[Data entries]
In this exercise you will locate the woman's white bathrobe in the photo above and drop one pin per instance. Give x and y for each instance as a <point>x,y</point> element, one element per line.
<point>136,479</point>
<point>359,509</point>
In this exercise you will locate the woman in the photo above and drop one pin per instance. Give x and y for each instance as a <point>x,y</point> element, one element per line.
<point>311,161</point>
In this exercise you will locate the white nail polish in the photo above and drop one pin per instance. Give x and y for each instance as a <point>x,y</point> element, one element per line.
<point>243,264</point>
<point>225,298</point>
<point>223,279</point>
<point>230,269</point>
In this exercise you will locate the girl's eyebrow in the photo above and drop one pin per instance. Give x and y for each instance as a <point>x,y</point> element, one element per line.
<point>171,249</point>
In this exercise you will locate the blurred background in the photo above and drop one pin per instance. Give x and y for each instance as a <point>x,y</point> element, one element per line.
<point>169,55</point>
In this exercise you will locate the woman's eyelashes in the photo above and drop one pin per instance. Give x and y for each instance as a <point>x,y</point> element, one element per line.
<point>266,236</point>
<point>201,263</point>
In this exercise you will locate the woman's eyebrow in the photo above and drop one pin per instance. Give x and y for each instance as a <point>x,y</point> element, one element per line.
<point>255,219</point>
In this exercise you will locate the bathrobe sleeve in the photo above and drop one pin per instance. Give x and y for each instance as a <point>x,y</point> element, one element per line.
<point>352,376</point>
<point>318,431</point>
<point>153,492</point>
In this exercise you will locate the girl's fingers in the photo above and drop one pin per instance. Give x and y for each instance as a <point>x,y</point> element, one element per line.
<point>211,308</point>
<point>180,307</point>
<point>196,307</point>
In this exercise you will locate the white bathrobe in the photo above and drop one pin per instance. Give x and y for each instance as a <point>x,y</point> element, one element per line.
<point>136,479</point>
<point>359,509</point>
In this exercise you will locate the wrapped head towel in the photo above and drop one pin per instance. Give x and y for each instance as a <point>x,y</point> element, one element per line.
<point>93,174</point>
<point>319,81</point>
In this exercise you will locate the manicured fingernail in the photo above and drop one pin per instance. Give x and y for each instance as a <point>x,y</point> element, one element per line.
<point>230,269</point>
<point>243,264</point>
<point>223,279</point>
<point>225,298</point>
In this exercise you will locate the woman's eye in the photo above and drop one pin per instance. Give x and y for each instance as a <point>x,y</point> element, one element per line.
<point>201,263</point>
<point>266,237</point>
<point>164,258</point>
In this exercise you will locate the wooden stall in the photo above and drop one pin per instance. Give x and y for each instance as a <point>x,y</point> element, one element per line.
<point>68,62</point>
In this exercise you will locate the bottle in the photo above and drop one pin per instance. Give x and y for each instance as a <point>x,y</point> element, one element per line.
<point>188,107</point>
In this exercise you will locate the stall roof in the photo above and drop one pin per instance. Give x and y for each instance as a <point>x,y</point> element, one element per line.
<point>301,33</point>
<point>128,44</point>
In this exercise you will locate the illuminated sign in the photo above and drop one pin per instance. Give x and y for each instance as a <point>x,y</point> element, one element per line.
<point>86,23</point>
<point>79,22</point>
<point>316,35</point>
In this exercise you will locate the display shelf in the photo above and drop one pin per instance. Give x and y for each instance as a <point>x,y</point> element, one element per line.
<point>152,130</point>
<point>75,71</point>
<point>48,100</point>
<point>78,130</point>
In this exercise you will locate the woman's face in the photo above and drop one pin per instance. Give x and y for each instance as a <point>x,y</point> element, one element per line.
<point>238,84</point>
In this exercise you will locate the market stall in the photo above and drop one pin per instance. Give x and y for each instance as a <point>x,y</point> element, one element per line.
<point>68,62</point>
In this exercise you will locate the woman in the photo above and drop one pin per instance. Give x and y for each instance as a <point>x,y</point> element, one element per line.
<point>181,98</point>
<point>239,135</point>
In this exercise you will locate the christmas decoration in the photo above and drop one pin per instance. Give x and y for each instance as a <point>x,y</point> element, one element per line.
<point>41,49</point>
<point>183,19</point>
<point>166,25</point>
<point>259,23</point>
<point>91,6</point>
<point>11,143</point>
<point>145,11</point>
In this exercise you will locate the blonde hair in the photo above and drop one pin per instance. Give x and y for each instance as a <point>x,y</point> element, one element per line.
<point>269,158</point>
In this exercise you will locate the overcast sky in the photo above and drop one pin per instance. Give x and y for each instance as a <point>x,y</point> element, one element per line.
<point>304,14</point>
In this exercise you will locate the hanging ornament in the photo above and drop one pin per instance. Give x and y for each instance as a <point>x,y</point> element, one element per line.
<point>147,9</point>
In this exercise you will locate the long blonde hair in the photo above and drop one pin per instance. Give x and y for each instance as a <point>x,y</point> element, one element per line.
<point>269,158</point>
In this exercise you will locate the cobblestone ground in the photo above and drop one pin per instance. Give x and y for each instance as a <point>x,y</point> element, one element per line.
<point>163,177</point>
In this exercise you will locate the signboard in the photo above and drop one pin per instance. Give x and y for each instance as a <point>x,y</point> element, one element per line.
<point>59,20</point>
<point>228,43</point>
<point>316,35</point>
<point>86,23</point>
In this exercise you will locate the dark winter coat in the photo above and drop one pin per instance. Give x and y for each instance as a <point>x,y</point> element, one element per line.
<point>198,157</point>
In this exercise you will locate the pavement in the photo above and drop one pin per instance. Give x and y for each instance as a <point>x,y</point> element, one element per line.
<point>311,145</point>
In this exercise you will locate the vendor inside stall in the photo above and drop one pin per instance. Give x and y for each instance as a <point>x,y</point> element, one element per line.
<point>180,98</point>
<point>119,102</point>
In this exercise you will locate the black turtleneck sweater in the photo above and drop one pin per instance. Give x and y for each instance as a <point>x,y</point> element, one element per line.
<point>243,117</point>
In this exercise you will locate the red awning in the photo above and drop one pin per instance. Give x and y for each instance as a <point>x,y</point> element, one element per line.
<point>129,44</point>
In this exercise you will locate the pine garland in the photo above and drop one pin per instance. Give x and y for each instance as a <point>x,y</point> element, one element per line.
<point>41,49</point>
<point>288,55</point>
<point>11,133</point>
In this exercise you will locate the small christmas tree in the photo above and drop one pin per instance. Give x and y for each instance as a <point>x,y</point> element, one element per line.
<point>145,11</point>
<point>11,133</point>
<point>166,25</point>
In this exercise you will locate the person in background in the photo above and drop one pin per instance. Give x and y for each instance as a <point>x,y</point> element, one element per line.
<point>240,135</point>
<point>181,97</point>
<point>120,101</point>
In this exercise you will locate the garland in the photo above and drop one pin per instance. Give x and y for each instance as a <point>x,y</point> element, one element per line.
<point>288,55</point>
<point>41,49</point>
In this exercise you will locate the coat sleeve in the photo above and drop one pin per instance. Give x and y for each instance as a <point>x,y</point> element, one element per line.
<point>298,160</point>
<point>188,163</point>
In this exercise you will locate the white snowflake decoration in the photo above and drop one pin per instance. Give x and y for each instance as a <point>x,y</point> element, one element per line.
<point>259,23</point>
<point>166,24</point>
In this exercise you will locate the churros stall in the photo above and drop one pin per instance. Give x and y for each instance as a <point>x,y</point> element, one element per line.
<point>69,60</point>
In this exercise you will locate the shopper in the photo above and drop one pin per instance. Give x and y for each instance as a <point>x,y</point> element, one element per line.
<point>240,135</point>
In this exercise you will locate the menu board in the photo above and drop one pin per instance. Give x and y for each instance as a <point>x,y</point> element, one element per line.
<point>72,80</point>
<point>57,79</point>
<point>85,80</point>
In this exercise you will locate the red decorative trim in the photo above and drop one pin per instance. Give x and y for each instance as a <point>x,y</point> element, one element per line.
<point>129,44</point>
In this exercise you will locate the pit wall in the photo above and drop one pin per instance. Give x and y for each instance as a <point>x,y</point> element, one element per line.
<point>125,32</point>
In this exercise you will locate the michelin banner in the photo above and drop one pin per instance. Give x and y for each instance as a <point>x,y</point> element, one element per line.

◆ THE EXERCISE ◆
Update every one of the records by changing "drop one pin" to "place one marker" and leaving everything else unchanged.

◆ FULL RESPONSE ◆
In this exercise you will locate the woman's white bathrobe in the photo above and place one marker per instance. Give x and y for each instance as a <point>x,y</point> element, one element per line.
<point>136,479</point>
<point>359,509</point>
In this exercise you will locate the woman in the photo above and place one marker per instance. Give x and y for each instance as a <point>x,y</point> element, one element per line.
<point>311,161</point>
In this exercise you will locate the white nail polish in the photo above and place one marker per instance. Give x and y for each instance as a <point>x,y</point> element, one element per line.
<point>243,264</point>
<point>225,298</point>
<point>223,279</point>
<point>230,269</point>
In this exercise you will locate the girl's eyebrow in the photo above and place one marker per instance. Give x and y for each instance as a <point>x,y</point> element, one element per line.
<point>171,249</point>
In this exercise you will locate the blurred background in the photo above and place one marker per instance. Give x and y for each instance as a <point>x,y</point> element, one element per line.
<point>169,55</point>
In this exercise you will locate the woman's eyelashes in the photo above and place one marker per instance. Give x and y for each instance as a <point>x,y</point> element, one element per line.
<point>266,236</point>
<point>201,263</point>
In this exercise you will locate the woman's eyebrow in the photo above and place one marker per instance. Give x and y for each instance as a <point>x,y</point> element, one element per line.
<point>255,219</point>
In this exercise you will locate the bathrobe sleeve in the photo above and place one marker per instance. Give x and y for each instance as a <point>x,y</point> element, one element per line.
<point>352,376</point>
<point>318,431</point>
<point>153,492</point>
In this exercise you will locate the girl's fingers in the photo above and place one marker per instance. Give x and y for each instance as a <point>x,y</point> element, one element per line.
<point>211,308</point>
<point>180,307</point>
<point>196,307</point>
In this exercise you will locate the white bathrobe in the photo above and place one marker per instance. Give x and y for each instance as a <point>x,y</point> element, one element per line.
<point>136,479</point>
<point>359,509</point>
In this exercise you will locate the wrapped head towel in the photo above and place one marker per instance. Give x and y for each instance as a <point>x,y</point> element, one element per line.
<point>93,174</point>
<point>319,81</point>
In this exercise you will locate the manicured fingernail in the photo above and place one marker per instance. Give x and y for each instance as a <point>x,y</point> element, one element per line.
<point>230,269</point>
<point>243,264</point>
<point>223,279</point>
<point>225,298</point>
In this exercise you will locate the woman's eye in the photo above and place one marker per instance. Give x and y for each instance as a <point>x,y</point> element, one element per line.
<point>201,263</point>
<point>266,237</point>
<point>164,258</point>
In this exercise you will locate the wooden stall in the photo above and place one marker per instance. Give x and y for each instance as a <point>x,y</point> element, one element per line.
<point>68,62</point>
In this exercise you will locate the bottle in the photo above and place one marker per instance. Give x and y for each instance as a <point>x,y</point> element, one element per line.
<point>188,107</point>
In this exercise you will locate the stall roof in the photo above and place one marker per instance. Give x and y for each instance as a <point>x,y</point> element, one element per line.
<point>301,33</point>
<point>128,44</point>
In this exercise you will locate the illuminated sign in the photo above and place one marker per instance. Give x and y for each instance as a <point>x,y</point> element, one element per line.
<point>86,23</point>
<point>79,22</point>
<point>316,35</point>
In this exercise you will locate the display shelf in the photo above and place one marker per instance. Give x and y for each instance as a <point>x,y</point> element, one element per line.
<point>152,130</point>
<point>75,71</point>
<point>48,100</point>
<point>78,130</point>
In this exercise you will locate the woman's face in the photo above and place one marker per instance. Give x and y for each instance as a <point>x,y</point> element, one element per line.
<point>238,84</point>
In this exercise you will locate the market stall in the photo above and place one marker per instance. Give x and y for each instance as a <point>x,y</point> element, one element per line.
<point>68,62</point>
In this exercise you will locate the woman in the photo above and place one marker per instance. Give x and y for each instance as a <point>x,y</point> element, one element per line.
<point>181,98</point>
<point>239,135</point>
In this exercise you will locate the christmas decoration in the photo above and place one marker per instance. Give x and y for each instance as a <point>x,y</point> element, one element per line.
<point>41,49</point>
<point>183,19</point>
<point>166,25</point>
<point>259,23</point>
<point>91,6</point>
<point>11,143</point>
<point>145,11</point>
In this exercise you will locate the blonde hair in the photo above and place one marker per instance. Give x and y for each instance as a <point>x,y</point> element, one element per line.
<point>269,158</point>
In this exercise you will locate the overcast sky in the photo above and place one marker per instance. Give x and y for each instance as a <point>x,y</point> element, one element per line.
<point>304,14</point>
In this exercise you will locate the hanging ornament in the photo above and place one marker per instance. Give x and y for each instance as a <point>x,y</point> element, one element per line.
<point>147,9</point>
In this exercise you will locate the long blonde hair in the photo above and place one marker per instance. Give x and y for each instance as a <point>x,y</point> element, one element per line.
<point>269,158</point>
In this exercise you will locate the cobblestone ground in the photo above and place one marker per instance. Give x and y for each instance as a <point>x,y</point> element, one element per line.
<point>163,177</point>
In this exercise you will locate the signboard in the photo above and place one marker per instance. Give x and y for each instance as a <point>x,y</point> element, one element per line.
<point>59,20</point>
<point>228,43</point>
<point>316,35</point>
<point>86,23</point>
In this exercise you will locate the dark winter coat in the photo above and place one marker per instance. Give x and y for each instance as a <point>x,y</point> element, one element per line.
<point>198,157</point>
In this exercise you will locate the pavement in the photo above and place one marker per instance. Give x and y for each instance as a <point>x,y</point> element, one element per line.
<point>311,145</point>
In this exercise you will locate the vendor inside stall in the photo above and place one marker per instance. Give x and y for each instance as a <point>x,y</point> element, one element per line.
<point>180,98</point>
<point>119,102</point>
In this exercise you will locate the black turtleneck sweater in the photo above and place one marker per instance. Give x and y for each instance as a <point>x,y</point> element, one element per line.
<point>243,117</point>
In this exercise you will locate the red awning in the photo above and place one marker per instance. Give x and y for each instance as a <point>x,y</point> element, one element per line.
<point>129,44</point>
In this exercise you will locate the pine garland in the photo above and place one marker per instance. Give x and y for each instance as a <point>x,y</point> element, one element per line.
<point>41,49</point>
<point>288,55</point>
<point>11,133</point>
In this exercise you will locate the small christmas tree in the photo above and place one marker per instance. Give x and y for each instance as a <point>x,y</point> element, one element per line.
<point>145,11</point>
<point>11,133</point>
<point>166,25</point>
In this exercise you will locate the person in background in the photo above and place one marker per instance. Give x and y for each instance as a <point>x,y</point> element, one element per line.
<point>240,135</point>
<point>181,97</point>
<point>120,101</point>
In this exercise you will locate the garland in the photo above and place one marker per instance. Give x and y for each instance as a <point>x,y</point> element, one element per line.
<point>288,55</point>
<point>41,49</point>
In this exercise you will locate the coat sleeve in the photo above and place one marker per instance. Give x and y for each instance as a <point>x,y</point> element, one element per line.
<point>298,160</point>
<point>188,163</point>
In this exercise you will locate the white snowflake decoration in the photo above and place one marker per instance. Give x and y for each instance as a <point>x,y</point> element, one element per line.
<point>259,23</point>
<point>166,24</point>
In this exercise you will locate the churros stall in the photo above and place one marker per instance. Give x and y for each instance as a <point>x,y</point> element, one element per line.
<point>69,60</point>
In this exercise you will locate the shopper in the photo above and place one marker per instance. Give x and y for each instance as a <point>x,y</point> element, one element per line.
<point>240,135</point>
In this exercise you will locate the menu board in the photo above and place one marker per instance. Give x and y for each instance as a <point>x,y</point> element, one element per line.
<point>72,80</point>
<point>57,79</point>
<point>85,80</point>
In this exercise you will locate the red decorative trim in the photo above and place one marker per instance. Give x and y for each instance as a <point>x,y</point> element, one element per line.
<point>129,44</point>
In this exercise you will locate the pit wall in the photo above and place one marker per instance. Give x and y for each instance as a <point>x,y</point> element, one element per line.
<point>125,32</point>
In this exercise you will locate the michelin banner in the photo above and place one marker per instance. Give x and y for each instance as a <point>x,y</point> element, one element per line.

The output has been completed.